**Written request**: Copy the records below verbatim, from the line containing "Target: recessed window" through the last line of the records, both ends included. Omit the pictures from your copy.

**The data**:

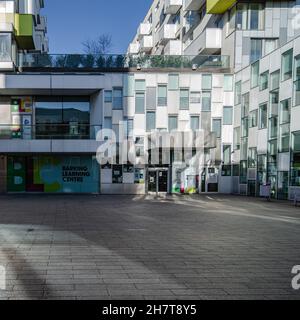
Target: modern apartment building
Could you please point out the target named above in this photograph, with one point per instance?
(227, 69)
(22, 28)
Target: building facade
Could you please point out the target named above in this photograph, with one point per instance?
(229, 70)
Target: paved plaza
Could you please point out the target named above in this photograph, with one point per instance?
(140, 247)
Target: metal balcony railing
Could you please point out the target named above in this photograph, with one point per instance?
(49, 131)
(100, 62)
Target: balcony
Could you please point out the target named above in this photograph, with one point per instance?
(134, 48)
(172, 6)
(167, 32)
(173, 48)
(47, 62)
(24, 31)
(146, 44)
(194, 5)
(219, 6)
(144, 29)
(210, 41)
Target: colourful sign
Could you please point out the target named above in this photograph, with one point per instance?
(53, 174)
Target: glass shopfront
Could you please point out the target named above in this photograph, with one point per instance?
(62, 118)
(53, 174)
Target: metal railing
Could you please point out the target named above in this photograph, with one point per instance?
(49, 132)
(88, 62)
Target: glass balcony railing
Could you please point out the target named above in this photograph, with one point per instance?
(50, 132)
(100, 62)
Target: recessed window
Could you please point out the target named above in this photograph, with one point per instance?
(108, 96)
(263, 116)
(287, 65)
(264, 81)
(227, 116)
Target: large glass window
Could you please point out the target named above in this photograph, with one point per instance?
(253, 119)
(118, 98)
(217, 127)
(62, 117)
(256, 50)
(206, 82)
(237, 138)
(252, 157)
(150, 121)
(238, 92)
(295, 165)
(275, 80)
(162, 96)
(227, 154)
(184, 99)
(254, 74)
(173, 123)
(228, 82)
(264, 81)
(263, 116)
(195, 123)
(227, 116)
(140, 102)
(287, 65)
(5, 47)
(297, 81)
(206, 101)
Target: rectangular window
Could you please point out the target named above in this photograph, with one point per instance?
(206, 82)
(253, 119)
(245, 127)
(287, 65)
(140, 102)
(195, 123)
(162, 96)
(150, 121)
(228, 82)
(270, 45)
(285, 111)
(237, 138)
(263, 116)
(118, 98)
(297, 82)
(195, 97)
(252, 157)
(245, 105)
(173, 81)
(264, 81)
(227, 154)
(227, 116)
(275, 80)
(206, 101)
(238, 92)
(140, 85)
(108, 96)
(295, 165)
(184, 99)
(274, 101)
(273, 128)
(256, 50)
(254, 74)
(173, 123)
(217, 127)
(5, 47)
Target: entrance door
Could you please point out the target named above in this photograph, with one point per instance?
(158, 180)
(152, 181)
(162, 181)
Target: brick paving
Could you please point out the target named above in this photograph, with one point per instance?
(140, 247)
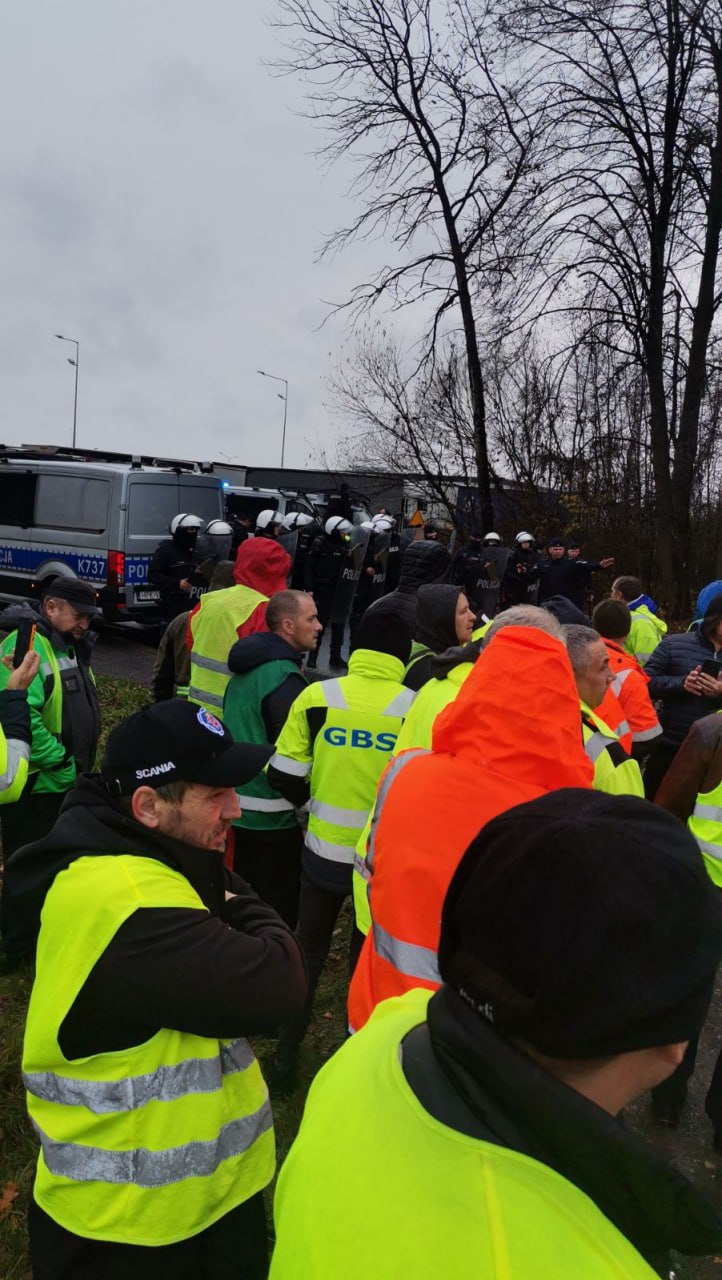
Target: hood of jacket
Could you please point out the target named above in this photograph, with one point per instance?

**Exercise result**:
Target: recessed window
Could you please point out the target named above in this photograph, with one point per instance?
(108, 96)
(263, 116)
(287, 65)
(264, 81)
(227, 116)
Target: large glass window
Could you please point out the target named above in this photograph, with one point per instance?
(253, 119)
(118, 98)
(217, 127)
(62, 117)
(256, 50)
(206, 82)
(237, 138)
(252, 157)
(150, 121)
(238, 92)
(295, 165)
(275, 80)
(162, 96)
(227, 154)
(184, 99)
(254, 74)
(173, 123)
(228, 82)
(264, 81)
(263, 116)
(195, 123)
(227, 116)
(140, 102)
(287, 65)
(5, 47)
(297, 81)
(206, 101)
Target: rectangular window
Could you please point out the target named above in this photograph, with one point per instance?
(206, 82)
(253, 119)
(245, 127)
(287, 65)
(140, 102)
(195, 123)
(162, 96)
(150, 121)
(228, 82)
(270, 45)
(285, 111)
(237, 138)
(263, 116)
(118, 98)
(297, 82)
(195, 97)
(252, 157)
(245, 105)
(173, 81)
(264, 81)
(227, 154)
(227, 116)
(275, 80)
(206, 101)
(238, 92)
(140, 85)
(108, 96)
(295, 165)
(184, 99)
(274, 101)
(273, 128)
(256, 50)
(254, 74)
(173, 123)
(217, 127)
(5, 47)
Target: entrance door
Could you please point out the target named above in this photograph, with one point per instance?
(158, 180)
(152, 181)
(162, 181)
Target: brick paving
Could you please point out the target named above in this photograph, with one point per instance?
(140, 247)
Target: hood of jacket
Could you please point out the target named above in this photograph, with one point per instance?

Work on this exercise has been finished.